··· Fragmento de lectura ···

Marcio mira la escena incrédula: una veintena de hombres remueven barro, troncos y piedras para desenterrar los cuerpos de sus padres, cuya casa en la que vivieron durante 30 años fue arrasada por un devastador temporal en el litoral brasileño.

Doña Neuzinha y don Mauro, como los conocían los vecinos de Vila Sahy, en el estado de Sao Paulo, “estaban siempre juntos y así los encontraron”, dice sin comunicar su apellido Marcio, antes de romper en llanto sobre el hombro de un allegado.

La vivienda quedó reducida a un montón de escombros por el alud que dejó una grieta en la mata de la colina y una marca de dolor profunda en la comunidad más damnificada por el temporal del fin de semana, donde murieron al menos 48 personas y 38 están desaparecidas. Los deslizamientos en este y otros puntos de la costa borraron la carretera y dejaron aislado el municipio de Sao Sebastiao, con el acceso limitado a barcos y helicópteros.

··· Entradas proporcionadas ···

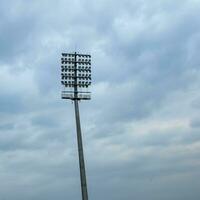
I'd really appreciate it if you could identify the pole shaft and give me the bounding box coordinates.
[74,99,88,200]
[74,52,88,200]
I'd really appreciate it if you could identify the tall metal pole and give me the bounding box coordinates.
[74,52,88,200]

···
··· Entradas proporcionadas ···

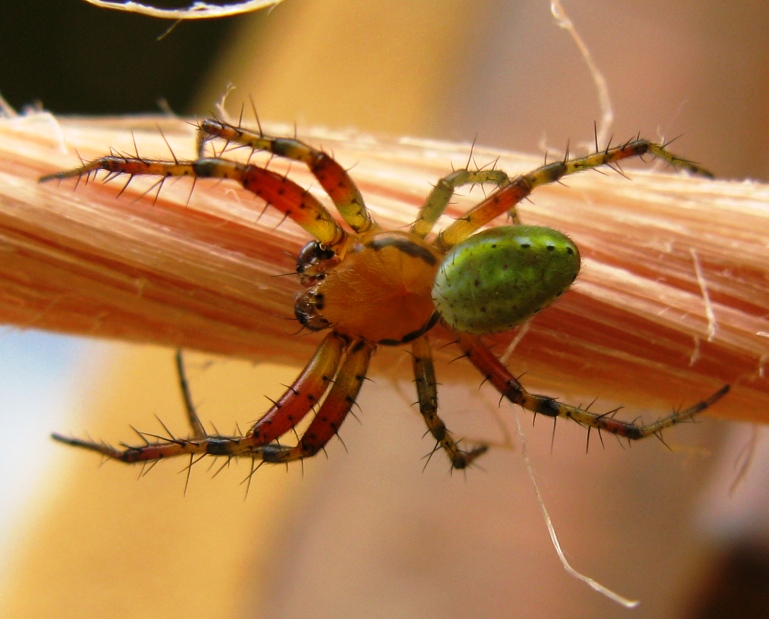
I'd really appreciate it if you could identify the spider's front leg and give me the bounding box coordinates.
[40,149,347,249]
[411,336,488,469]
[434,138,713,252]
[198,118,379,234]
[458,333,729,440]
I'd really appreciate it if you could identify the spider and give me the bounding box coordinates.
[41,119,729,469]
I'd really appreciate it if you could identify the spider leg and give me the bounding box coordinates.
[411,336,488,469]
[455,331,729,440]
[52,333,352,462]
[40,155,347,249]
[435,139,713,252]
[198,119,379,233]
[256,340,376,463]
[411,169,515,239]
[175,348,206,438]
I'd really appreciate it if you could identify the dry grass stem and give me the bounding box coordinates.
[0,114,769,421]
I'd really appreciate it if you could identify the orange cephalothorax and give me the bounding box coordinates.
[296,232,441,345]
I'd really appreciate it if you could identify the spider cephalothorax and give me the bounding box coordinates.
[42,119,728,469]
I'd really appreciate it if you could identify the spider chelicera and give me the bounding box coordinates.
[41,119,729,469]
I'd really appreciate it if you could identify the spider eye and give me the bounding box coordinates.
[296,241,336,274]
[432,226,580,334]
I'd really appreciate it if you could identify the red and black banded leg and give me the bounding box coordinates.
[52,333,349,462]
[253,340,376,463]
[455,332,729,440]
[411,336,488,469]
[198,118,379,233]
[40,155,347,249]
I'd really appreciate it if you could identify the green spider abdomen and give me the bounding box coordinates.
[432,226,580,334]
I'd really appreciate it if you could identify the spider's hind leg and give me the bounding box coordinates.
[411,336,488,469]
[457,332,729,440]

···
··· Entradas proporcionadas ···

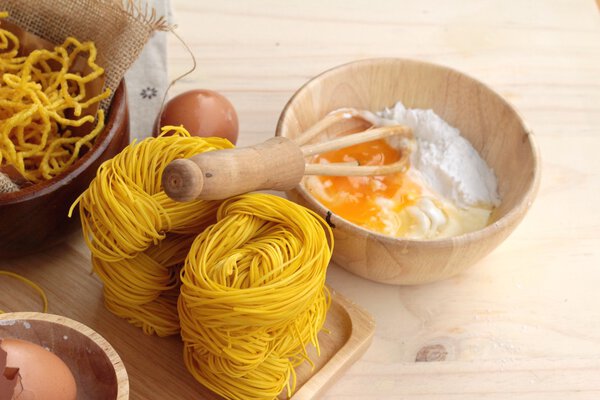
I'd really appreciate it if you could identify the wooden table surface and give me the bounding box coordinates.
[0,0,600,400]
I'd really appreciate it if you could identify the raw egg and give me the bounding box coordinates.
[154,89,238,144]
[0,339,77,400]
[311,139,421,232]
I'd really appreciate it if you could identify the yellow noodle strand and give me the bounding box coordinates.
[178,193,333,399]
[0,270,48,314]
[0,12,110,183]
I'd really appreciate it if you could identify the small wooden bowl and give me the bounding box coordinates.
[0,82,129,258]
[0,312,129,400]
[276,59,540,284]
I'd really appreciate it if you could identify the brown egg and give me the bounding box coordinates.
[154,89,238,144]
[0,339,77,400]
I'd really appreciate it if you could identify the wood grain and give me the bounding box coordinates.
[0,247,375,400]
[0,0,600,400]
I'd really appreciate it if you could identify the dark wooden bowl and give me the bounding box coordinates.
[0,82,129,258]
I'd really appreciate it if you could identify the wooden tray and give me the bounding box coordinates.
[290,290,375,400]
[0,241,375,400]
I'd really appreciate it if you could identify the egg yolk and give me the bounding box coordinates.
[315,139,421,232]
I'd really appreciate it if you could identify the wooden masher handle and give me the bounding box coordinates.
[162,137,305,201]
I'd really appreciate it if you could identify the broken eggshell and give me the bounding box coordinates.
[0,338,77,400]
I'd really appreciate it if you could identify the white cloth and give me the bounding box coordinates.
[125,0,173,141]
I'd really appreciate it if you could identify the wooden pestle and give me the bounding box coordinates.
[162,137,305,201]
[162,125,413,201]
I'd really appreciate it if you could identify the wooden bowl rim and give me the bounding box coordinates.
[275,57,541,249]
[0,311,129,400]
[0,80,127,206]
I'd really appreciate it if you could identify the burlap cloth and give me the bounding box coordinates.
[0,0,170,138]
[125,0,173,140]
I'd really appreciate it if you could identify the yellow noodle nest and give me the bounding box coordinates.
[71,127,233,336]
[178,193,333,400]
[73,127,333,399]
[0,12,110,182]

···

» **Consigna**: Condensa el párrafo que empieza con «La vivienda quedó reducida» en el texto sobre el temporal en Brasil, sin perder sus datos principales.

» **Respuesta**: Un alud dejó la vivienda en escombros y abrió una grieta en la mata de la colina. En esa comunidad, la más damnificada por el temporal del fin de semana, murieron al menos 48 personas y 38 están desaparecidas. Los deslizamientos borraron la carretera y aislaron Sao Sebastiao, al que solo se llega en barco o helicóptero.